• [What this task involves]
Take the line containing "shown in [780,105]." and every line after it to the end of the records, and copy them exactly, excluding pictures.

• [Material for the task]
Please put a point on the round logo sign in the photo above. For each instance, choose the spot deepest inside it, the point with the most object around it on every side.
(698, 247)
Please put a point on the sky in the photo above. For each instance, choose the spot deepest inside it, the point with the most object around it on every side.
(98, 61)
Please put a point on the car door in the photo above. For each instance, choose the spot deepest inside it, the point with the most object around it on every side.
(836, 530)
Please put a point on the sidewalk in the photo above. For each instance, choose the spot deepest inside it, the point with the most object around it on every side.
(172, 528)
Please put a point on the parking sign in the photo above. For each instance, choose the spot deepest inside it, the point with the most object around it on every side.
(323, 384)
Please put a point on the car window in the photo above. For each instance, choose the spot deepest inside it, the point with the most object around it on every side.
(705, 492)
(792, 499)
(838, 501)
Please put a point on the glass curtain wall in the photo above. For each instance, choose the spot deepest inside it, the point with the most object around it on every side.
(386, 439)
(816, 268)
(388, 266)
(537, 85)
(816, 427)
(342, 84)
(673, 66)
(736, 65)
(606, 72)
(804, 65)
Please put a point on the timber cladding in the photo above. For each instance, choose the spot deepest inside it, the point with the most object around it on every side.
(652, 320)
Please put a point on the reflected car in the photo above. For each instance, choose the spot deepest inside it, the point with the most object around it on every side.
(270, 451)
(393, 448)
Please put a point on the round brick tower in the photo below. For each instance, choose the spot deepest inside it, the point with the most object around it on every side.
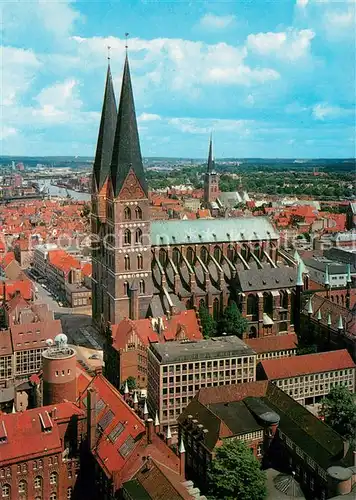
(59, 371)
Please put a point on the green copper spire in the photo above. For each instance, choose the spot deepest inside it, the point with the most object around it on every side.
(340, 326)
(299, 274)
(326, 281)
(348, 276)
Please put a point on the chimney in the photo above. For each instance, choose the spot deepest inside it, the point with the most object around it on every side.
(91, 417)
(168, 436)
(126, 391)
(145, 411)
(181, 458)
(149, 430)
(135, 401)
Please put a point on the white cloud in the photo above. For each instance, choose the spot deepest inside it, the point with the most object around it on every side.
(292, 44)
(213, 22)
(148, 117)
(322, 111)
(64, 96)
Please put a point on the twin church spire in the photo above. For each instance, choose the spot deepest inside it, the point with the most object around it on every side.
(118, 147)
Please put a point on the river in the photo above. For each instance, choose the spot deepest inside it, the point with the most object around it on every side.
(57, 191)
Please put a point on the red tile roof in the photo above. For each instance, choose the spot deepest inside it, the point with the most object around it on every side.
(308, 363)
(25, 435)
(185, 324)
(274, 343)
(234, 392)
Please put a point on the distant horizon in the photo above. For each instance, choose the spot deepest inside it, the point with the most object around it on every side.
(231, 158)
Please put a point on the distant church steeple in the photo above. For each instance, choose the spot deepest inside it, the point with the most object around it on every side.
(211, 182)
(106, 134)
(126, 151)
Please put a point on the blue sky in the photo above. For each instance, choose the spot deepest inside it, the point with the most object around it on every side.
(268, 78)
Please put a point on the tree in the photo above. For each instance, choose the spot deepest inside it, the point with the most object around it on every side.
(235, 473)
(208, 323)
(131, 383)
(232, 321)
(338, 409)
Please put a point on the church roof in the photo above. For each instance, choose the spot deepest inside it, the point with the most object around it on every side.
(200, 231)
(210, 166)
(126, 153)
(106, 134)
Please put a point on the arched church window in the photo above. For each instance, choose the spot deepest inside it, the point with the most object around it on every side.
(127, 237)
(162, 256)
(127, 213)
(138, 236)
(139, 262)
(138, 213)
(204, 254)
(127, 263)
(252, 304)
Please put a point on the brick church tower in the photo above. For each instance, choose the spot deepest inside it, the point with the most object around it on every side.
(122, 272)
(211, 181)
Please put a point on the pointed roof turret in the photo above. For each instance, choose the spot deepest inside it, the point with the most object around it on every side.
(329, 319)
(106, 135)
(340, 325)
(126, 151)
(210, 166)
(348, 276)
(168, 433)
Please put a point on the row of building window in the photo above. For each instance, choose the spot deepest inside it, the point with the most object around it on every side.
(203, 365)
(127, 262)
(211, 375)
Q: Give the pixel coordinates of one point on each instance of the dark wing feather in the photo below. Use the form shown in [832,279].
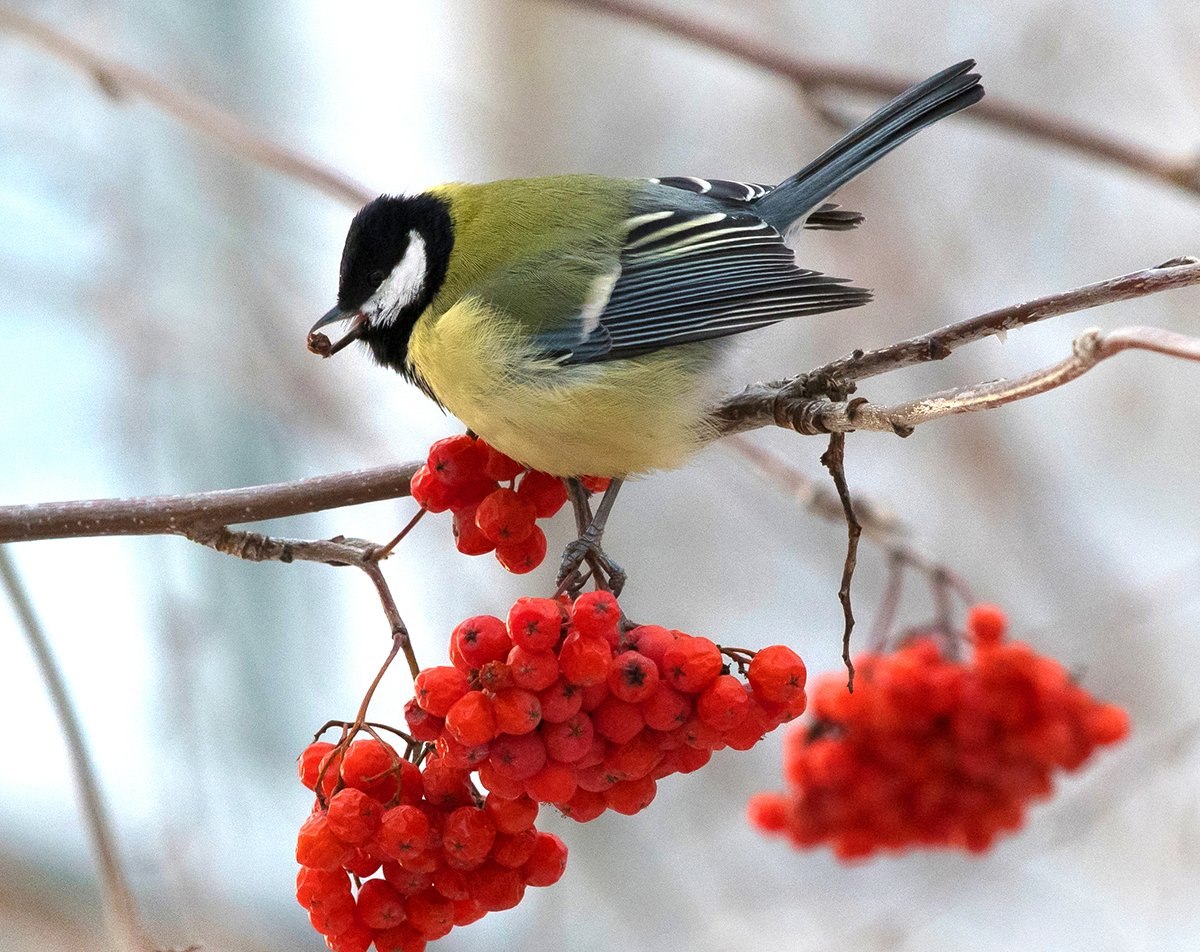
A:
[829,216]
[691,276]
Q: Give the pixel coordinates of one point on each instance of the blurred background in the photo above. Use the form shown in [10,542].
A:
[154,297]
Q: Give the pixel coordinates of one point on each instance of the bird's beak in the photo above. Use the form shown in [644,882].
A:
[319,343]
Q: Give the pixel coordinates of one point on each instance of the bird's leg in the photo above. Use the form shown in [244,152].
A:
[587,548]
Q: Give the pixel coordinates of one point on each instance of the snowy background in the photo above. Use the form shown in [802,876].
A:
[154,298]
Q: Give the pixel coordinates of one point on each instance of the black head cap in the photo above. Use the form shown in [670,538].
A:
[377,241]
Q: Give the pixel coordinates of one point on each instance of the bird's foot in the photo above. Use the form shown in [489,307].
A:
[586,549]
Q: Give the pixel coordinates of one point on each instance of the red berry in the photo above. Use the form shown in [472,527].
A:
[421,724]
[371,766]
[403,831]
[381,905]
[499,784]
[438,688]
[504,518]
[533,670]
[511,815]
[545,492]
[513,850]
[523,556]
[598,615]
[777,674]
[468,538]
[987,624]
[402,938]
[535,623]
[585,806]
[666,708]
[517,711]
[552,784]
[496,887]
[618,720]
[467,837]
[630,796]
[316,887]
[547,863]
[318,848]
[651,640]
[431,914]
[691,664]
[519,758]
[471,720]
[430,491]
[353,815]
[568,741]
[585,659]
[561,700]
[481,639]
[497,466]
[724,704]
[633,677]
[309,765]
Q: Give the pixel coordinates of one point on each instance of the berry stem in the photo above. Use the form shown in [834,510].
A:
[834,460]
[382,554]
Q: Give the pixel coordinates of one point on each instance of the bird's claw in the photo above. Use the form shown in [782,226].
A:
[609,574]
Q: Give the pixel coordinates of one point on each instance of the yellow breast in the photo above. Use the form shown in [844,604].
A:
[611,419]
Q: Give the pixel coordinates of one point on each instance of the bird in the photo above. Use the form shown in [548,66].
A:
[579,323]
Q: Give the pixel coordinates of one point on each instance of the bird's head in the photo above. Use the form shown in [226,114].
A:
[394,263]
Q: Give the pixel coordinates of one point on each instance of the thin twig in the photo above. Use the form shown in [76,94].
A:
[399,629]
[834,460]
[155,515]
[119,79]
[119,903]
[1089,349]
[255,546]
[814,76]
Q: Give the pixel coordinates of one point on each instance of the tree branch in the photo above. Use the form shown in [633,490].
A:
[153,515]
[815,76]
[131,934]
[795,403]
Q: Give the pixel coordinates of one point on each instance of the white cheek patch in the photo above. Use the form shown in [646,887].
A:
[402,286]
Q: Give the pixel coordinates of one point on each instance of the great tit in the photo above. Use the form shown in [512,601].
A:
[576,322]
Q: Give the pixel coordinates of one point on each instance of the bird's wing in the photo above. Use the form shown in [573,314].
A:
[685,276]
[828,216]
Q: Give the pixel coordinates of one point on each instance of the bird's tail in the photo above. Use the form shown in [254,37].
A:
[907,114]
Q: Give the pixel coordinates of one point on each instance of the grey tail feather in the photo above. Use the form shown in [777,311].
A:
[907,114]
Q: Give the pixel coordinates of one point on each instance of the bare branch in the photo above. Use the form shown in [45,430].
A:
[1089,349]
[131,935]
[815,76]
[793,403]
[153,515]
[253,546]
[118,79]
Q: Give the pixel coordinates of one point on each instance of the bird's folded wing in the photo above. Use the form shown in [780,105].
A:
[688,276]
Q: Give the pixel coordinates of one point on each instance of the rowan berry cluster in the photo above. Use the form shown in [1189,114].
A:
[933,752]
[397,855]
[561,704]
[495,500]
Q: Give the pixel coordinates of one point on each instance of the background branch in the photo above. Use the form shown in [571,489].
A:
[814,76]
[119,79]
[131,935]
[792,403]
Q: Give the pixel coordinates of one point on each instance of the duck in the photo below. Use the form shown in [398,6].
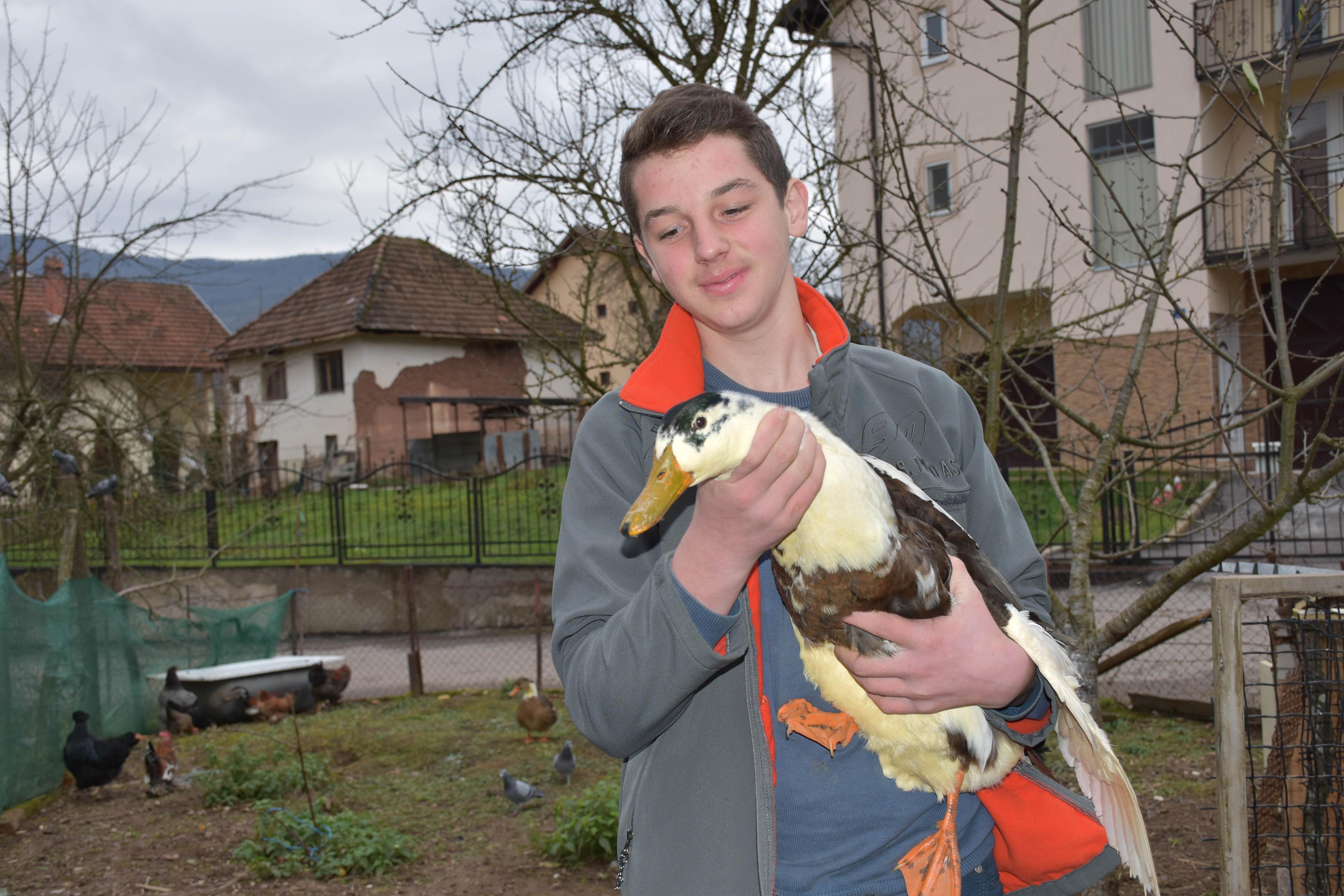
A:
[874,540]
[536,713]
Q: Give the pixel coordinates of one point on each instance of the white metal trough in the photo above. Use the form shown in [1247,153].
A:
[219,688]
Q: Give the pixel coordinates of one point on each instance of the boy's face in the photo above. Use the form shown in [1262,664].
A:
[715,234]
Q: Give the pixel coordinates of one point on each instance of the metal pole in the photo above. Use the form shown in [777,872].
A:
[413,662]
[113,548]
[537,606]
[1234,870]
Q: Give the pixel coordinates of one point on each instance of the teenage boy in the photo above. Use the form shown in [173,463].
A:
[674,647]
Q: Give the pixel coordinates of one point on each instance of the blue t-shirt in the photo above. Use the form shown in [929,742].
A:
[840,824]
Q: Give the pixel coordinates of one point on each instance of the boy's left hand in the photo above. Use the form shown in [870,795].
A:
[959,660]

• [Answer]
Q: Give the pixel coordinates of one point on each instance of the bird's folded wing in the photo above. Use the form shown in [780,105].
A:
[688,276]
Q: Give the pixel coordinates of one point on each instance of the rowan berry cluster in the photo above. Use the form shown in [1189,114].
A:
[933,752]
[397,855]
[561,704]
[495,500]
Q: Give the pixel coordinates of one point on each instance of the background branch in the photo above. Use the form shown in [571,489].
A:
[814,76]
[119,79]
[131,935]
[792,403]
Q: Give the pixel coordinates of one point on each instance of the duck in the photo below. Use the form shown in [398,6].
A:
[874,540]
[536,713]
Q: Give the pixel coordinates of one point on each instance of the white metal trough in the photo above. Use the form shown in [1247,153].
A:
[219,688]
Q: Give the pixel coordinates of one point on each instance of the boy's face in the photo above. Use the form shown in [1262,664].
A:
[715,234]
Q: Give the pixel coordinates of one point on each instance of the metal pole in the photo above. Use the form shown in [777,872].
A:
[413,662]
[113,548]
[537,606]
[1234,870]
Q: Give the pixel coordinates of one point on each instance of the teenage boy in the photo above. Use the form shown in [173,463].
A:
[674,647]
Q: Give the pixel coordinates of one point on each instance of the blue t-shirt in the photo above. Use the form shown in [929,742].
A:
[840,824]
Q: Give the pixel coordinates of one point on each instance of the boy's left hand in the photo above. Use the form shown in [870,795].
A:
[959,660]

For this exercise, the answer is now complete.